═══ Raw data ═══
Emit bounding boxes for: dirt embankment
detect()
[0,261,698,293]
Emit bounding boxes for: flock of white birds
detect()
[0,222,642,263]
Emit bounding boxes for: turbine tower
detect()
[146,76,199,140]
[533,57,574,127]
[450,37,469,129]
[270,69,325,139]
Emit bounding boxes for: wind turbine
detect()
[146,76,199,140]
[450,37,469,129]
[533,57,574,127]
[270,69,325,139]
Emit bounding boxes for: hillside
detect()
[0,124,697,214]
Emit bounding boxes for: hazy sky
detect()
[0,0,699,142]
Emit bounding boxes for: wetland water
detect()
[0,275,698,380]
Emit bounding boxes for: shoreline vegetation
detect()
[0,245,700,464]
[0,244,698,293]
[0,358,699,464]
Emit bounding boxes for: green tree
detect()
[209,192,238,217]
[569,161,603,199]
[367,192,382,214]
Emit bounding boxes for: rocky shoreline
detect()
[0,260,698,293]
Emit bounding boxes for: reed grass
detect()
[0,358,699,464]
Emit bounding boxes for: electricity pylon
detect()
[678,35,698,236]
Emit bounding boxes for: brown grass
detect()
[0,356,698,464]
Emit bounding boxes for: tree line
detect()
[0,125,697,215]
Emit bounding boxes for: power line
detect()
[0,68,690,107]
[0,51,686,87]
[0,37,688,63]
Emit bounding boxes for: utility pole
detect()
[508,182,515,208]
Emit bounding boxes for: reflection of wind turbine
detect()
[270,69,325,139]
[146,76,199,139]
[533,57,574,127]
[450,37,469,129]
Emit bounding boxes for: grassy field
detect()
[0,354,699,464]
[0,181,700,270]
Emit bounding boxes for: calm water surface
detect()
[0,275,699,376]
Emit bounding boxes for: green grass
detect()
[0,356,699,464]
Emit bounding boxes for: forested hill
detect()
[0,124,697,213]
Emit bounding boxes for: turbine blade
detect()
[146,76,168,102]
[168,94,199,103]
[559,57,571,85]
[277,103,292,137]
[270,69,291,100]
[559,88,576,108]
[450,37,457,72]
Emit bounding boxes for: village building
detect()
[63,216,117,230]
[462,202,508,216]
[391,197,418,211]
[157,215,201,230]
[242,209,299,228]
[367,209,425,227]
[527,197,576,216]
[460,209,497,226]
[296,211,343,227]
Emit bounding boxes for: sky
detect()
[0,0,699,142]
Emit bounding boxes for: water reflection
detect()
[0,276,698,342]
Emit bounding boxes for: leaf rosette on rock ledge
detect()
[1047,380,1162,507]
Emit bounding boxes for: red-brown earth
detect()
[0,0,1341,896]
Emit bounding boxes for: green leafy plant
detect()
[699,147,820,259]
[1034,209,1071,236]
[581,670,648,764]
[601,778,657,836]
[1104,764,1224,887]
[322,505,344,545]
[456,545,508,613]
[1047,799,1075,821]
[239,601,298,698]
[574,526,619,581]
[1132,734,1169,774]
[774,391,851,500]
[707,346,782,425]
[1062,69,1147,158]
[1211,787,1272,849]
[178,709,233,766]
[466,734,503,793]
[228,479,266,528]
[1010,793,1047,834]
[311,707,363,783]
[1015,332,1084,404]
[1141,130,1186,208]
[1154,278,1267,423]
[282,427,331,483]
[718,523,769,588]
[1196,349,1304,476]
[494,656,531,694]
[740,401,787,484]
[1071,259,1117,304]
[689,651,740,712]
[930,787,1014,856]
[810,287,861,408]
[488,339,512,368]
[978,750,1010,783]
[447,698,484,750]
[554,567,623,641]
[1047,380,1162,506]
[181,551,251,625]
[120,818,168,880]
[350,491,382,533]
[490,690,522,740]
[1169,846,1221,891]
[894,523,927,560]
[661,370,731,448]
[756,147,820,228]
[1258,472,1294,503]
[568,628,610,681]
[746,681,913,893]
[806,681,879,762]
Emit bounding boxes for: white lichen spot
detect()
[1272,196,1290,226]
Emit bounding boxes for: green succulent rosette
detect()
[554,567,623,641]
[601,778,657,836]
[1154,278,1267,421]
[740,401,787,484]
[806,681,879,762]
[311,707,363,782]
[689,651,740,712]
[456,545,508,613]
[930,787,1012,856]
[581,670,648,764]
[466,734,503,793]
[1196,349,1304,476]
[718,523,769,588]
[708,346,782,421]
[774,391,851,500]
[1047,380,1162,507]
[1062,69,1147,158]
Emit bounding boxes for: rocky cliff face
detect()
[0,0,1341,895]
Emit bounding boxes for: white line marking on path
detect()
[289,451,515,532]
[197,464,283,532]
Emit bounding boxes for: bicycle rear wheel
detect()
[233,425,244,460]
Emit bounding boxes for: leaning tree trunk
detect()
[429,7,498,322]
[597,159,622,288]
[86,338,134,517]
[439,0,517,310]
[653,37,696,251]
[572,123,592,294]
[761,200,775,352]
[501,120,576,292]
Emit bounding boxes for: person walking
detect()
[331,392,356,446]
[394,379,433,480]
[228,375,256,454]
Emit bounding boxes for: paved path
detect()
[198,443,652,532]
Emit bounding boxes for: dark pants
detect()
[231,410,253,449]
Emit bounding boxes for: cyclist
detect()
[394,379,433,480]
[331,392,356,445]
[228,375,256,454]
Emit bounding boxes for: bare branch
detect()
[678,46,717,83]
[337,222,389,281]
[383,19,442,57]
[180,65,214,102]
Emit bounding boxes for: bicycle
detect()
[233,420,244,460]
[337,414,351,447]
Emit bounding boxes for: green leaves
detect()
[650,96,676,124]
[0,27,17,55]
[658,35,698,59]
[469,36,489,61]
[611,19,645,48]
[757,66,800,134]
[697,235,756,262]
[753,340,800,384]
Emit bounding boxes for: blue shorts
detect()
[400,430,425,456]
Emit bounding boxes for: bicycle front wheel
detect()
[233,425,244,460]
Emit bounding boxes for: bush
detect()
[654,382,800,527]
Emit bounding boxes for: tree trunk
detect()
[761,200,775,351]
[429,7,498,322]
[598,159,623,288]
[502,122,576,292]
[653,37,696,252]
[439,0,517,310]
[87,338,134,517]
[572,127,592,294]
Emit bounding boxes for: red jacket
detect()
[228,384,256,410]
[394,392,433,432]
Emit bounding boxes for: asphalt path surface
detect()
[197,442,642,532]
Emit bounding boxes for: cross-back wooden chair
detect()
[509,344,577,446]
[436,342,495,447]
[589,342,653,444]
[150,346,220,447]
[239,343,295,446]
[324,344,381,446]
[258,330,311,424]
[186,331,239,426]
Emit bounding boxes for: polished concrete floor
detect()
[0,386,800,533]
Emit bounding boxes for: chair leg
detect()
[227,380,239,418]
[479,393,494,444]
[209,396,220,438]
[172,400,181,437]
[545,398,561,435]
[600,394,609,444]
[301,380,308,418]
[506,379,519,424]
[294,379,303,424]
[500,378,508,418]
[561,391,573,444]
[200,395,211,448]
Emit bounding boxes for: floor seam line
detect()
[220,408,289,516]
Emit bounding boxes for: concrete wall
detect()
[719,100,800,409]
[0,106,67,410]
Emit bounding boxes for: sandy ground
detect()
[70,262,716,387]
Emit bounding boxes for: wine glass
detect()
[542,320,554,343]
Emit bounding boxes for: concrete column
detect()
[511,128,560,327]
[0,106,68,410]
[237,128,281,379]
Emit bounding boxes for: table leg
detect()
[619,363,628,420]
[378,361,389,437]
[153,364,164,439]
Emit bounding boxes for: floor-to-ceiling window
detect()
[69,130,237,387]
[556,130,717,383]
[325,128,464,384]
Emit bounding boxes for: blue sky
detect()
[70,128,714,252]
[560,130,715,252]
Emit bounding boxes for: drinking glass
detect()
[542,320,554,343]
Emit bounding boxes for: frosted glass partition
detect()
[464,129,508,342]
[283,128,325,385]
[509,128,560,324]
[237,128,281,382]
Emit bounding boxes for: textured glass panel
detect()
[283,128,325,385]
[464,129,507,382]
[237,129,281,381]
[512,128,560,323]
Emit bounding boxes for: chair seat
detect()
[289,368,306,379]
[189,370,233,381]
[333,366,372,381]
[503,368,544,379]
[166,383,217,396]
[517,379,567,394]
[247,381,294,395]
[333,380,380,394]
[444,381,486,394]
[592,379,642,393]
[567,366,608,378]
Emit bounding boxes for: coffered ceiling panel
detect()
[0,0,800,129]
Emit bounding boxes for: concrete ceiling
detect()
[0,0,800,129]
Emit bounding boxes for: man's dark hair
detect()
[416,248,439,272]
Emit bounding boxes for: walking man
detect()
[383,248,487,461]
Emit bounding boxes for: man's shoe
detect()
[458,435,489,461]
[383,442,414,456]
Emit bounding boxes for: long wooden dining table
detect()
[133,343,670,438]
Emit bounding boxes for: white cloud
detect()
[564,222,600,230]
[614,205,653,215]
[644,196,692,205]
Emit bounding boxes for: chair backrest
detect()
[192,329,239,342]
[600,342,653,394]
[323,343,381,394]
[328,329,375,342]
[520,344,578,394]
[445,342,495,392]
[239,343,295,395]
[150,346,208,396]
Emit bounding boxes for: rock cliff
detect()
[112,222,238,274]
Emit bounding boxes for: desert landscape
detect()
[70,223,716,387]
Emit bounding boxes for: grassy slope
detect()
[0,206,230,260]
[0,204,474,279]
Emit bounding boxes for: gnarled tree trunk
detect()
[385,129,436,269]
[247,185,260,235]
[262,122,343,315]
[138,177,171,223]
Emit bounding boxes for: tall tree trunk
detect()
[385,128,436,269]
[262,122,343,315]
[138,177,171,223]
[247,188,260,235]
═══
What is asked>
Identify each line in the listing above that contains the string "ceiling", and copy those lines. Matching is case-sensitive.

Exercise output>
Emit bounding boxes for: floor-to-ceiling window
Emit bounding boxes for: coffered ceiling panel
Emit bounding boxes for: concrete ceiling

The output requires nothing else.